Dataset records about object locations
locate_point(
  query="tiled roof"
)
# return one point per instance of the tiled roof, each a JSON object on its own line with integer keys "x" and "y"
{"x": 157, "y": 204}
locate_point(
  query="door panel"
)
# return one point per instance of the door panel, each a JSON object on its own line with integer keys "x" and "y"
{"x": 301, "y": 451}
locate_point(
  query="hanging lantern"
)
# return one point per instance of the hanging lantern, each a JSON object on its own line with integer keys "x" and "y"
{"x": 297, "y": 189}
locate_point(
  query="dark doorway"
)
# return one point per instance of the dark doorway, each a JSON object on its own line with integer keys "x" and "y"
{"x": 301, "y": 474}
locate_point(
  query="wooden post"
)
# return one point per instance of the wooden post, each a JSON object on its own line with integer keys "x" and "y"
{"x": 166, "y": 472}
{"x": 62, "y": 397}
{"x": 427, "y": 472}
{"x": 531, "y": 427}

[To be done]
Rewrite the lines above as a JSON list of strings, one string per line, leaving out blank lines.

[Task answer]
[
  "locate_point(",
  "  query=\"tiled roof\"",
  ")",
  "# return one point per instance of the tiled roof, each a JSON object on its own line with integer keys \"x\" and \"y\"",
  "{\"x\": 157, \"y\": 204}",
  "locate_point(",
  "  query=\"door panel\"",
  ")",
  "# return one point per instance of the door panel, each a JSON object on its own line with integer keys \"x\" and \"y\"",
  "{\"x\": 301, \"y\": 451}",
  "locate_point(",
  "  query=\"hanging lantern\"",
  ")",
  "# return one point per instance of the hanging lantern, each a JSON object on its own line with integer keys \"x\" and \"y\"",
  "{\"x\": 297, \"y\": 189}",
  "locate_point(",
  "  query=\"dark doorway\"",
  ")",
  "# return one point per instance of the dark doorway, each a JSON object on its own line with integer keys \"x\" and \"y\"",
  "{\"x\": 301, \"y\": 474}",
  "locate_point(",
  "  query=\"wooden post\"",
  ")",
  "# return one point per instance of the wooden post, each a JSON object on its own line with integer keys \"x\" and \"y\"",
  "{\"x\": 166, \"y\": 472}",
  "{\"x\": 62, \"y\": 397}",
  "{\"x\": 427, \"y\": 472}",
  "{\"x\": 531, \"y\": 427}"
]